Start of RECORDED INFORMATION

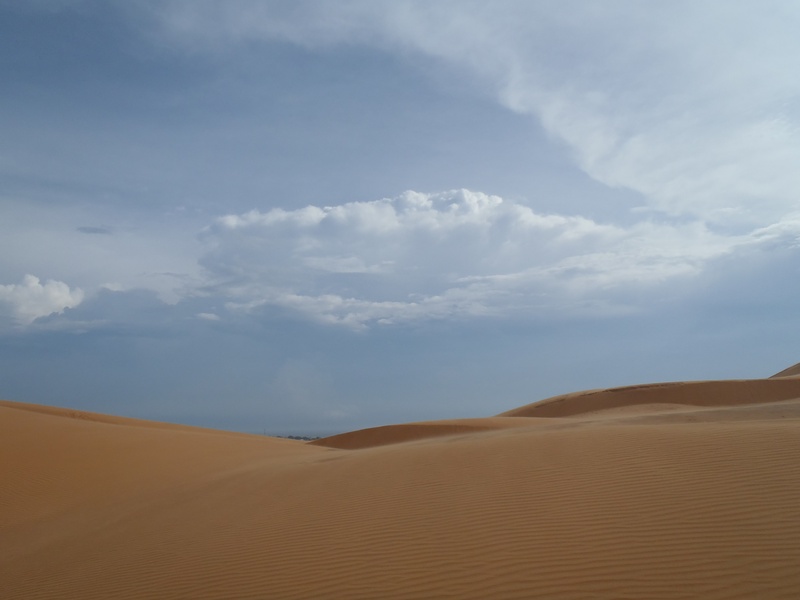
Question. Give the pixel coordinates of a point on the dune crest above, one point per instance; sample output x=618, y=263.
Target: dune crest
x=664, y=491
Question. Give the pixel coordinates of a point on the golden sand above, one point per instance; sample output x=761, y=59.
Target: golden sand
x=680, y=490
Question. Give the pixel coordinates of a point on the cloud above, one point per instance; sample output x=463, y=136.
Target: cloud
x=453, y=254
x=94, y=230
x=692, y=105
x=31, y=299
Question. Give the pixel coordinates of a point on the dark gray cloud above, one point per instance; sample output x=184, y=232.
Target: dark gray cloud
x=195, y=196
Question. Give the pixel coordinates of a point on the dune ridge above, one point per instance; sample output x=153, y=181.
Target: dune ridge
x=666, y=491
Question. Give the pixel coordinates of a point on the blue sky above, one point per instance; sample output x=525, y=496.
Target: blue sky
x=316, y=216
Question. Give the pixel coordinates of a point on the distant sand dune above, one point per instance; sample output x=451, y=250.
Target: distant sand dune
x=693, y=393
x=684, y=490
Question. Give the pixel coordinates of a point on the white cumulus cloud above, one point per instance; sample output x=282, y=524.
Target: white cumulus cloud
x=31, y=299
x=449, y=254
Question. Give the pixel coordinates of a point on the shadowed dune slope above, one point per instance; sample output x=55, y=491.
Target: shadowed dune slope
x=660, y=504
x=407, y=432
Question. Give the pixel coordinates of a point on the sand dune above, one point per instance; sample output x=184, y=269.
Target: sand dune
x=681, y=490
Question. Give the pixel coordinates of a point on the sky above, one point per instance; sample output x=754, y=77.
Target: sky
x=310, y=216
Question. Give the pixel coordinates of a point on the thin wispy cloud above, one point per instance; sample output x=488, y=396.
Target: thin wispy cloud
x=450, y=254
x=198, y=194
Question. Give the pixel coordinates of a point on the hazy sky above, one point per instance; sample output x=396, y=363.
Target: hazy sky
x=314, y=216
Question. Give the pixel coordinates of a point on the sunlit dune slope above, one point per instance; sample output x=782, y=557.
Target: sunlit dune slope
x=689, y=494
x=792, y=371
x=693, y=393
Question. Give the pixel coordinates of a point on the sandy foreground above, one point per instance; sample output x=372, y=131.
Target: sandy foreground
x=679, y=490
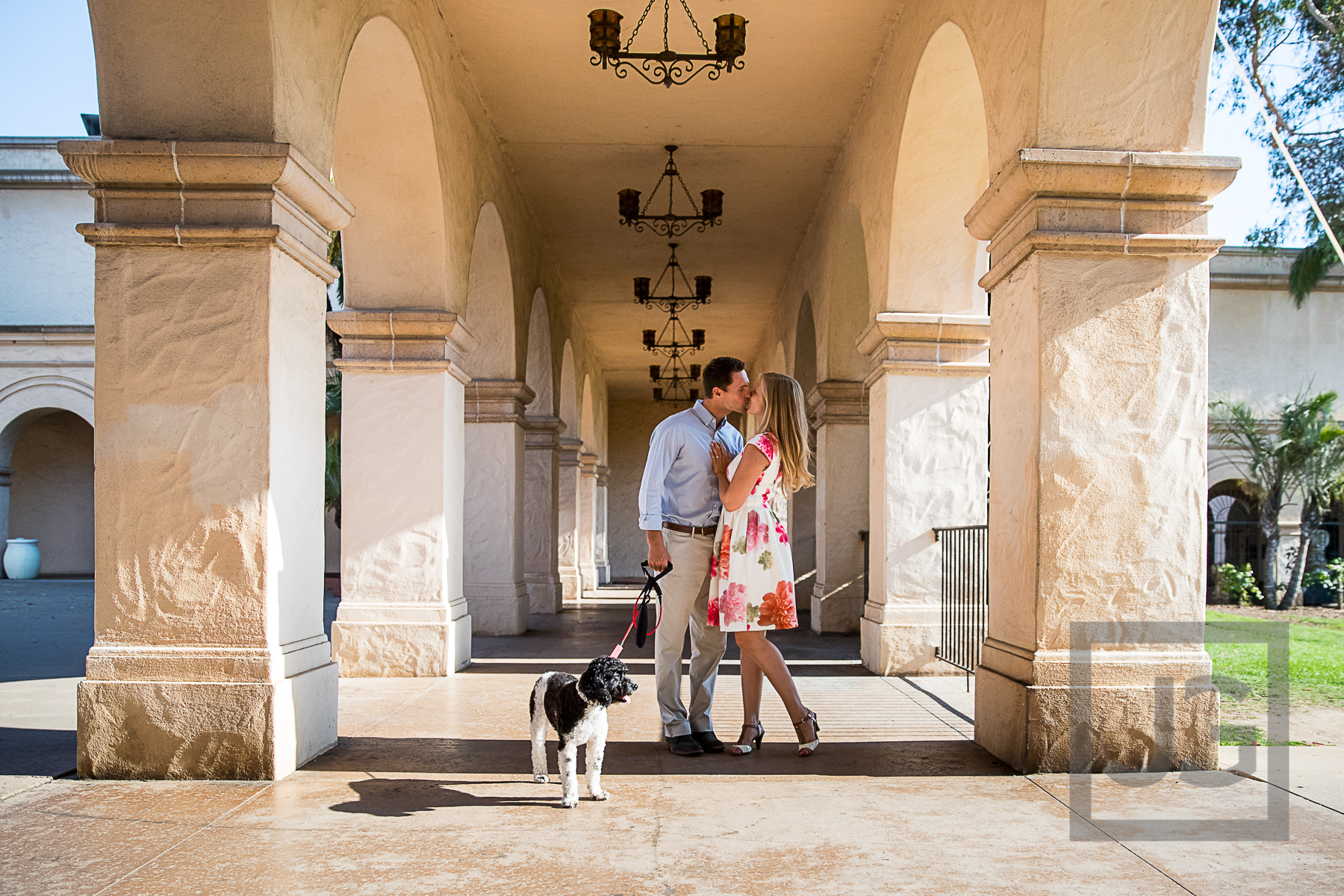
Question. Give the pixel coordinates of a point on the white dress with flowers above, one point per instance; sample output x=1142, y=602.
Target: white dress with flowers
x=752, y=571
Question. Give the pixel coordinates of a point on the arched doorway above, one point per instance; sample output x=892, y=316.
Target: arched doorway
x=49, y=453
x=929, y=386
x=541, y=519
x=402, y=612
x=803, y=504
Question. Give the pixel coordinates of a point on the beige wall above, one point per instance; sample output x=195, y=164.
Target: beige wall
x=52, y=494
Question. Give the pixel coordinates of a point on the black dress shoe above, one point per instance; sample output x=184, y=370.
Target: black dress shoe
x=683, y=746
x=709, y=743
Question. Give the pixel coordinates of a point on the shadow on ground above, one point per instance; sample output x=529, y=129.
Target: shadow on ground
x=870, y=759
x=37, y=751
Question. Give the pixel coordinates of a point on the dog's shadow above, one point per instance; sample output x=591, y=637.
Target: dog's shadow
x=403, y=797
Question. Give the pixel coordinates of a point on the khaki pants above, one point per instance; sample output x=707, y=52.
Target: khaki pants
x=685, y=600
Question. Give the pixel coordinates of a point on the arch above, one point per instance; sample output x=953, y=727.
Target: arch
x=50, y=496
x=847, y=302
x=35, y=396
x=539, y=374
x=569, y=391
x=588, y=422
x=385, y=160
x=942, y=167
x=806, y=347
x=490, y=300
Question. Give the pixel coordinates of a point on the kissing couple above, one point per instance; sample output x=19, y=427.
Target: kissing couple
x=715, y=509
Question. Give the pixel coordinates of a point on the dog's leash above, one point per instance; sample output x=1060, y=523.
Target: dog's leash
x=640, y=615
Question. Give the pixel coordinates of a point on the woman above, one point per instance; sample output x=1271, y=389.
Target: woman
x=752, y=571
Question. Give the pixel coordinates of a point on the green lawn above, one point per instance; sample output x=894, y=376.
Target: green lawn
x=1315, y=668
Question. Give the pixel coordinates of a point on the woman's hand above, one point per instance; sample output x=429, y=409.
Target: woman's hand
x=721, y=458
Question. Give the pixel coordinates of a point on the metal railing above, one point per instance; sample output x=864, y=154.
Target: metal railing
x=965, y=595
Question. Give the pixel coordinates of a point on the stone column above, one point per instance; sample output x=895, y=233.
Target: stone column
x=840, y=420
x=567, y=505
x=210, y=659
x=402, y=610
x=1100, y=280
x=541, y=514
x=927, y=467
x=588, y=521
x=495, y=586
x=601, y=561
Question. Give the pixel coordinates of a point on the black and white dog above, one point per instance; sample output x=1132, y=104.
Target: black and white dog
x=577, y=709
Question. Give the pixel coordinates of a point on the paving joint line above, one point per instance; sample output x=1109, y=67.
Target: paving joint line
x=1102, y=832
x=195, y=833
x=1270, y=783
x=944, y=722
x=389, y=715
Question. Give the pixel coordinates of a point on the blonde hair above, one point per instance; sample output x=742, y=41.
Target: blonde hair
x=786, y=420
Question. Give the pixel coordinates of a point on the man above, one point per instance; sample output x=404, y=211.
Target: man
x=679, y=511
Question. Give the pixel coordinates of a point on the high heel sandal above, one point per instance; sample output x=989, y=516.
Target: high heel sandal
x=741, y=750
x=808, y=748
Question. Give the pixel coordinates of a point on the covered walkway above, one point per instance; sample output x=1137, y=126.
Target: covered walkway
x=429, y=791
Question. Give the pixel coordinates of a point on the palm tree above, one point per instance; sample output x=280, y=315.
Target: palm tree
x=1316, y=461
x=1266, y=464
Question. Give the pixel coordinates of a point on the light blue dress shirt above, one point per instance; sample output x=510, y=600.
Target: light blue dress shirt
x=679, y=482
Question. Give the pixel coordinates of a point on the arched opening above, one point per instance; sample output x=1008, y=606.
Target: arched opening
x=490, y=301
x=803, y=512
x=847, y=302
x=541, y=561
x=1234, y=532
x=567, y=494
x=385, y=160
x=49, y=455
x=942, y=168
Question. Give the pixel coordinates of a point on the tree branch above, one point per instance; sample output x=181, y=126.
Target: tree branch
x=1316, y=13
x=1260, y=84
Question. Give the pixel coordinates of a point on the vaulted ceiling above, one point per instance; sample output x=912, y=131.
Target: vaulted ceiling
x=766, y=136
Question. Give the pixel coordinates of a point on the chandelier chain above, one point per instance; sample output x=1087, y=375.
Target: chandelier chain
x=697, y=26
x=638, y=27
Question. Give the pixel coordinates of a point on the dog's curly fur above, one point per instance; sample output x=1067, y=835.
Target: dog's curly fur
x=577, y=709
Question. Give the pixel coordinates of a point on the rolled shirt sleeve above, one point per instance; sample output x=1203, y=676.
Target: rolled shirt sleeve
x=663, y=450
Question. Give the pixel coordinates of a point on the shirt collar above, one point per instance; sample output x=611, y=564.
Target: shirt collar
x=705, y=417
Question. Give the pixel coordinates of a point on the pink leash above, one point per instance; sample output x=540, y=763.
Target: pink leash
x=640, y=615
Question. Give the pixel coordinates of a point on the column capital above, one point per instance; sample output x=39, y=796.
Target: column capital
x=570, y=450
x=927, y=346
x=205, y=195
x=542, y=433
x=497, y=401
x=386, y=341
x=836, y=402
x=1086, y=202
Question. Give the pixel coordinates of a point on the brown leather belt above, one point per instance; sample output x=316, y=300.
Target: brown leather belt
x=691, y=529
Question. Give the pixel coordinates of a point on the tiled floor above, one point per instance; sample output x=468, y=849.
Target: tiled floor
x=429, y=791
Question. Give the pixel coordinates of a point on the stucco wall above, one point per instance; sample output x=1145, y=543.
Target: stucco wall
x=47, y=269
x=52, y=496
x=1260, y=346
x=632, y=423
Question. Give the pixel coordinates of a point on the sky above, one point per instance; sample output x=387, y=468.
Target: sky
x=47, y=75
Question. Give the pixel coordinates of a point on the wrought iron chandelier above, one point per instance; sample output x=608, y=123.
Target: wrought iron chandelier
x=673, y=341
x=671, y=225
x=667, y=67
x=676, y=378
x=672, y=304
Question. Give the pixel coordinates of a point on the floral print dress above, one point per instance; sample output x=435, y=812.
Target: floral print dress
x=752, y=571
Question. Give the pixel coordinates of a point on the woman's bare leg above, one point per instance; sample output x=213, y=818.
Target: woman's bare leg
x=768, y=659
x=753, y=682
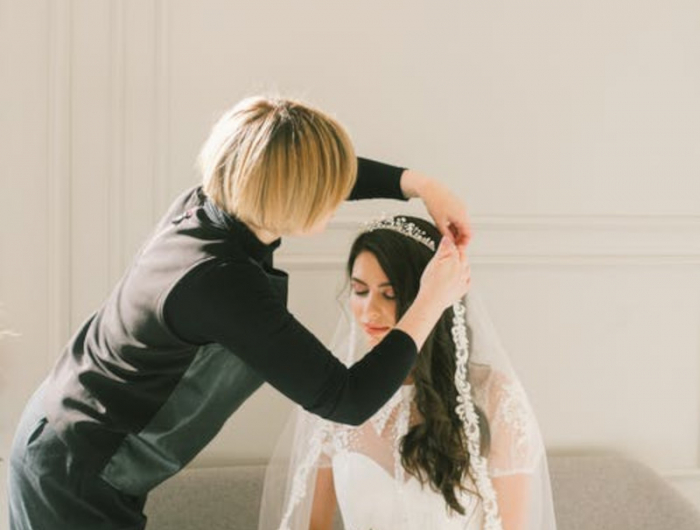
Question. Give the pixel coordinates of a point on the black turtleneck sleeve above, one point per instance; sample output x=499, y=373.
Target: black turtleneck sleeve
x=233, y=303
x=376, y=180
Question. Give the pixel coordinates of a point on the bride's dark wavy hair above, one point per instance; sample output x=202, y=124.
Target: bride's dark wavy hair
x=434, y=450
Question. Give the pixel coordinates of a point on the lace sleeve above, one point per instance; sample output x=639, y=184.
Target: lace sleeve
x=516, y=446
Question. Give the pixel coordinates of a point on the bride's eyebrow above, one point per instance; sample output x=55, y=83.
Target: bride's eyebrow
x=385, y=284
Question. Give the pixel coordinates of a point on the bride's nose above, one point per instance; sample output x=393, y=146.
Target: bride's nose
x=372, y=308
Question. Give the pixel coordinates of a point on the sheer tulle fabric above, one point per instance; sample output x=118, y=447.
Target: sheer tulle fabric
x=372, y=488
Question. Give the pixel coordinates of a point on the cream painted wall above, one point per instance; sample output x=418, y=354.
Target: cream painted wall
x=572, y=130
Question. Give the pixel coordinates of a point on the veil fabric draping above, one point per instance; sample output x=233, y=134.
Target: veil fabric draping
x=373, y=490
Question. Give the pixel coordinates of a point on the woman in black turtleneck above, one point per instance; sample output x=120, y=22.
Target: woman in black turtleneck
x=199, y=322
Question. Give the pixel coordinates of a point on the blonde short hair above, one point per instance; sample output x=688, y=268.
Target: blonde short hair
x=277, y=164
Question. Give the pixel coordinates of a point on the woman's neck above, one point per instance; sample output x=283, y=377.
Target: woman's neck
x=265, y=236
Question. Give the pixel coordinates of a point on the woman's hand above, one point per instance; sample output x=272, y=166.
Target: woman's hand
x=447, y=277
x=446, y=209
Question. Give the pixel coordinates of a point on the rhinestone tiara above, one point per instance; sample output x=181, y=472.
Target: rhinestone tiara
x=402, y=226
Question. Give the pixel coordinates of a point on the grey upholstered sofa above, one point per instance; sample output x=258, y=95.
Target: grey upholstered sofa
x=599, y=492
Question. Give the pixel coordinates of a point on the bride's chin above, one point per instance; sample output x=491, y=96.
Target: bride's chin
x=373, y=340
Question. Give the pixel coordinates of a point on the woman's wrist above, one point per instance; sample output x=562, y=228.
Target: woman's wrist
x=413, y=183
x=420, y=319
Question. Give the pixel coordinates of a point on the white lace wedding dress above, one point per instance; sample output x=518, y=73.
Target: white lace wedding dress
x=375, y=492
x=372, y=488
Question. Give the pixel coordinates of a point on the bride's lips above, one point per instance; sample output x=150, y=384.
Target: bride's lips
x=375, y=330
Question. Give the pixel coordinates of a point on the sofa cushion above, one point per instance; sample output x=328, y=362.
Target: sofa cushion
x=590, y=493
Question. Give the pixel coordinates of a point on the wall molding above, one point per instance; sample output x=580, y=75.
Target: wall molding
x=687, y=482
x=59, y=166
x=161, y=173
x=117, y=140
x=539, y=241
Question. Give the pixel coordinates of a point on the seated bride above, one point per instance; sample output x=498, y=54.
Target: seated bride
x=457, y=447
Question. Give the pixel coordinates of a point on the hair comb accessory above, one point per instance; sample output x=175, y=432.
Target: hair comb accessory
x=402, y=226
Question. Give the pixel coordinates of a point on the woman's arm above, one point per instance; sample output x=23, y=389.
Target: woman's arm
x=325, y=501
x=376, y=180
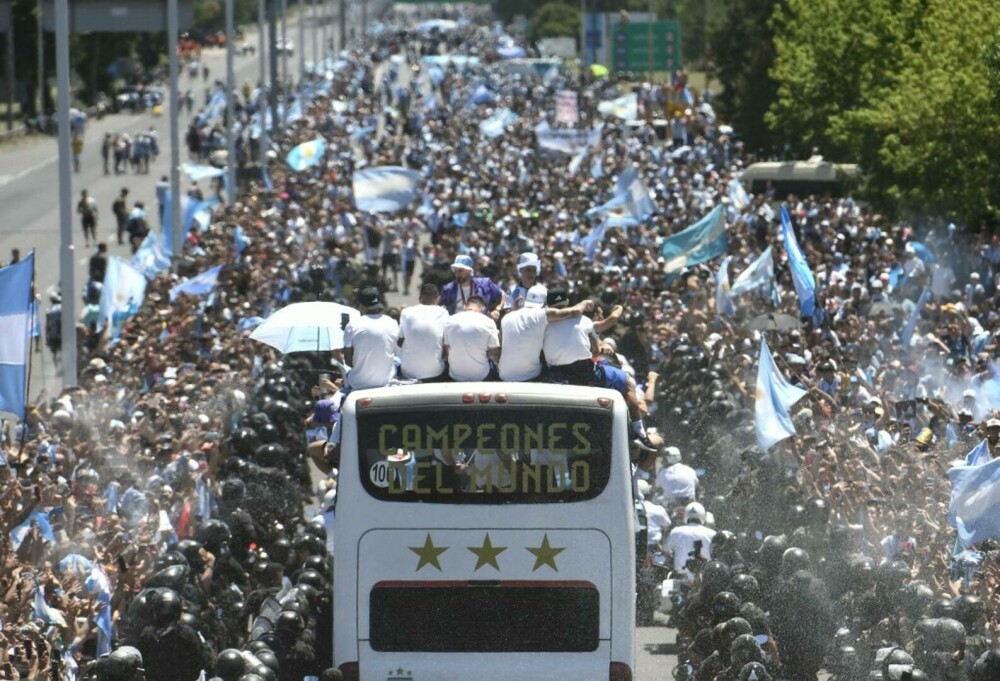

End of RECORDED INFORMATION

EXERCISE DESCRIPTION: Retype the lines from the one containing "output x=1271, y=389." through the one containing "x=1315, y=668", including both of those lines.

EXERCISE RESPONSE:
Question. Give the pixel coordinates of a point on the woman above, one point per instance; sample output x=1271, y=389.
Target: woman
x=752, y=571
Question. Give the pixel coordinates of a point on the green lawn above, one point per instance; sample output x=894, y=376.
Target: green lawn
x=1315, y=668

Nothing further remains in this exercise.